• [Descripción del ejercicio]: Enumera, copiadas sin cambios, todas las líneas de los registros que contienen la cadena «blue».

• [Material a procesar]:
▬▬▬▬▬▬▬▬▬▬
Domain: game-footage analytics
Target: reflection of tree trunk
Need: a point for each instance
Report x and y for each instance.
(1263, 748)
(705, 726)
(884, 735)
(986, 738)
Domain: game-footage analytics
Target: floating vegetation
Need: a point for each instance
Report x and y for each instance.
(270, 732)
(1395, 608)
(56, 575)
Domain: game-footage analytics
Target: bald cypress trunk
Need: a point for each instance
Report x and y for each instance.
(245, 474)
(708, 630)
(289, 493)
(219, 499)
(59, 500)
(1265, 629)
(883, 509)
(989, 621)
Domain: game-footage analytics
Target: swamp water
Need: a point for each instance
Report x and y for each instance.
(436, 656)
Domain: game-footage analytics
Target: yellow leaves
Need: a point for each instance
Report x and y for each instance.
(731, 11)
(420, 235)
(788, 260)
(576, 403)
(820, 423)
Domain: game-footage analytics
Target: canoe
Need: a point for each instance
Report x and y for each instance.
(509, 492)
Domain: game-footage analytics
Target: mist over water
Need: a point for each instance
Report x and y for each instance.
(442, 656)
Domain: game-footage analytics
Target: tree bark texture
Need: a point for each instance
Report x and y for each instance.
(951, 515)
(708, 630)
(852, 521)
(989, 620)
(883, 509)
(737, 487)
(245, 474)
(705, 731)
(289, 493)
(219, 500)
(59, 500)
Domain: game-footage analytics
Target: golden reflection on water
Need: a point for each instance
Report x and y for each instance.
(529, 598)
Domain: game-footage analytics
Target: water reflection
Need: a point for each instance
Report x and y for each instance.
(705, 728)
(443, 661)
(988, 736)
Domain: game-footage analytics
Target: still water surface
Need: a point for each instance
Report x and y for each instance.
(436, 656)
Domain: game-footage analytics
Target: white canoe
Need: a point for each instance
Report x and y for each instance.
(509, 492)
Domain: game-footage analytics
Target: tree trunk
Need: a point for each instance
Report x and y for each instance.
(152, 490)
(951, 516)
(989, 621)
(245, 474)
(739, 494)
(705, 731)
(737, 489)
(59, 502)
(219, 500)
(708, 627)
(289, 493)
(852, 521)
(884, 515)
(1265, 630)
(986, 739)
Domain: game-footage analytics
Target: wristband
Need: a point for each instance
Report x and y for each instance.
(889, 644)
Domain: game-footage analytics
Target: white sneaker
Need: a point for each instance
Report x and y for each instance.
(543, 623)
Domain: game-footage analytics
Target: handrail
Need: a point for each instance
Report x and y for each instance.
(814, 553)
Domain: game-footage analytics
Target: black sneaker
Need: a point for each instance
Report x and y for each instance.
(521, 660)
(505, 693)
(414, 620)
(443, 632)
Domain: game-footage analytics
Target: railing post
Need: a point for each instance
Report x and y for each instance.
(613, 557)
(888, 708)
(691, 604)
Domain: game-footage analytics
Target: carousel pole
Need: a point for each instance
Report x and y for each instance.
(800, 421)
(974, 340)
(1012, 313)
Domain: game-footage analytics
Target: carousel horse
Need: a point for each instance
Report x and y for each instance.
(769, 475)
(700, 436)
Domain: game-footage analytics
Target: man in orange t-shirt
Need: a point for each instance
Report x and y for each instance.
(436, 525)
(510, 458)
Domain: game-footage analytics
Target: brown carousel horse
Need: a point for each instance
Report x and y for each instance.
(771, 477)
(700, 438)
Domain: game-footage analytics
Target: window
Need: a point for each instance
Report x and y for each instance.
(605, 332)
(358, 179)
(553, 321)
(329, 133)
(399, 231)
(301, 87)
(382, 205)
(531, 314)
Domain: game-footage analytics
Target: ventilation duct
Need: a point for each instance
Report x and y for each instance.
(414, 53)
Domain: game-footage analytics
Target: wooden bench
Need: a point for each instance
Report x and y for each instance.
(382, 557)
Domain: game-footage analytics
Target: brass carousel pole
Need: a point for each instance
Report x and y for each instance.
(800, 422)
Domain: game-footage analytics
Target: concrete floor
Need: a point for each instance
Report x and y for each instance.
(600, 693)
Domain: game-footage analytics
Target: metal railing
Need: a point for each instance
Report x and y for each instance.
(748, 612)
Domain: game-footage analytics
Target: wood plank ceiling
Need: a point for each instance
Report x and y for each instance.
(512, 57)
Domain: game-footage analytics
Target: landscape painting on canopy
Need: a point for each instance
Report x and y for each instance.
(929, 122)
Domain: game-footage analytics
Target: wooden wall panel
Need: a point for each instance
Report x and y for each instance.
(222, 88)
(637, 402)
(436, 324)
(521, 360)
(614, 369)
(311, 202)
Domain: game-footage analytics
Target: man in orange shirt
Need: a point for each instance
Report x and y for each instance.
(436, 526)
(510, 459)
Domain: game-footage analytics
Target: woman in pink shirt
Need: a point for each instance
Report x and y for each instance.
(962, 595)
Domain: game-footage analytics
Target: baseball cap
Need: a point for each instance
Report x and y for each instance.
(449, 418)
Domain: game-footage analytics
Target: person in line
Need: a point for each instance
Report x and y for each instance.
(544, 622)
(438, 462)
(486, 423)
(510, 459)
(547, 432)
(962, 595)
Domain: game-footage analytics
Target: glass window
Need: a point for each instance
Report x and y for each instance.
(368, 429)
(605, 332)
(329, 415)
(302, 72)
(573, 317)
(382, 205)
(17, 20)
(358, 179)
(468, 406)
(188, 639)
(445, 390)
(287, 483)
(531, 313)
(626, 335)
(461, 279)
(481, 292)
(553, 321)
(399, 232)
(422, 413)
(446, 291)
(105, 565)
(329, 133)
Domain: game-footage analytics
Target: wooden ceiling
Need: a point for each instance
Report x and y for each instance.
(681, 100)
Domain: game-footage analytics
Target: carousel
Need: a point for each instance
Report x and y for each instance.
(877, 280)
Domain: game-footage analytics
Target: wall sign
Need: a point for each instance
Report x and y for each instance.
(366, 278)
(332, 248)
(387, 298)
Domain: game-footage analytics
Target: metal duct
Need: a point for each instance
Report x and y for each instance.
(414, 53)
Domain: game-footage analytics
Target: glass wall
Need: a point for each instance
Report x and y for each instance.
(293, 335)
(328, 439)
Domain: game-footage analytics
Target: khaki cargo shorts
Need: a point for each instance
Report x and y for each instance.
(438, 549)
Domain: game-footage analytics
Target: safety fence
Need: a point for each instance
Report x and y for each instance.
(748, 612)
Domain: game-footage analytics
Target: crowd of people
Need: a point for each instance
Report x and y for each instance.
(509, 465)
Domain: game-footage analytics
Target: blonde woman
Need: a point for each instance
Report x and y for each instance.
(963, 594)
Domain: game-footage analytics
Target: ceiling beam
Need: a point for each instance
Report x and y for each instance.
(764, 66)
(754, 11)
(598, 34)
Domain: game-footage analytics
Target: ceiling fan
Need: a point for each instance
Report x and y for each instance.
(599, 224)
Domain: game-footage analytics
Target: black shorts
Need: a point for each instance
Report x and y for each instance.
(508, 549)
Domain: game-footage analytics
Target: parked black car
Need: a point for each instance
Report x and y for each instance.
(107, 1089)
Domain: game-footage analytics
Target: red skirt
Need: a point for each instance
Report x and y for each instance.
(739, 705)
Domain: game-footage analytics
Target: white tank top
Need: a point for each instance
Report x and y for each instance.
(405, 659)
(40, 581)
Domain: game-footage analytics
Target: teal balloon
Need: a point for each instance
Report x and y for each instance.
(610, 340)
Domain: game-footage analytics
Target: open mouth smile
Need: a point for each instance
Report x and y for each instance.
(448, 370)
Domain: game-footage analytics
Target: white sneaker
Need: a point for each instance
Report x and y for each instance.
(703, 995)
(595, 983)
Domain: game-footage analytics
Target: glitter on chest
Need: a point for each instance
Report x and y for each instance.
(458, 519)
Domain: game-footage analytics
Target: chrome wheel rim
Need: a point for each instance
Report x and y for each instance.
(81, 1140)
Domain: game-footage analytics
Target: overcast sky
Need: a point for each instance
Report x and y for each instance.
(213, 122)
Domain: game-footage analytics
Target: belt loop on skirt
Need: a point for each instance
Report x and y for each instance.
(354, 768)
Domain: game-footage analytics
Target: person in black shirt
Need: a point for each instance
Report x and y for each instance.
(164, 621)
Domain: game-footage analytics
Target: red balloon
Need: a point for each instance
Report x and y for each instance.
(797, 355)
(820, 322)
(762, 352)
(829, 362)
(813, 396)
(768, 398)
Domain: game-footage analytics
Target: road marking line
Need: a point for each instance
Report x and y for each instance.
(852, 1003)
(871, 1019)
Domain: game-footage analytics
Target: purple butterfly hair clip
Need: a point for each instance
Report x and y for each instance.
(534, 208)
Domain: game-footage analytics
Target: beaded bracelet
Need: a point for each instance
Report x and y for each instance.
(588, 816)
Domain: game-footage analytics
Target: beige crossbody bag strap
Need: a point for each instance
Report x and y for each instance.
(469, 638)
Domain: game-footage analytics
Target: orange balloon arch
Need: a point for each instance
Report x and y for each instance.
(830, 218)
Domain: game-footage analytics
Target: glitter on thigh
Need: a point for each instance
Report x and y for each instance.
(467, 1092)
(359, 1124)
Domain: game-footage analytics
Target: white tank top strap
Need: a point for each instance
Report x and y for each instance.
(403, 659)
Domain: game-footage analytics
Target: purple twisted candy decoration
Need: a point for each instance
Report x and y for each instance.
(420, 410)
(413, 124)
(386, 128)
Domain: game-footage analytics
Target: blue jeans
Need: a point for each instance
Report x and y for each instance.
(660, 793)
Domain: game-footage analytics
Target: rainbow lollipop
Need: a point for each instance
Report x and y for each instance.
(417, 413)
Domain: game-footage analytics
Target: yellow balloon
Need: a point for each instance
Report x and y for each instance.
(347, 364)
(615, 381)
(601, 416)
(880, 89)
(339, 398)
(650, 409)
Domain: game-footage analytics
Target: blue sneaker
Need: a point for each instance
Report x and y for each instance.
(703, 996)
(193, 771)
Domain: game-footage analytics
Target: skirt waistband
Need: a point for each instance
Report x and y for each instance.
▬▬▬▬▬▬▬▬▬▬
• [Resultado del ejercicio]:
Target: blue jeans
Target: blue sneaker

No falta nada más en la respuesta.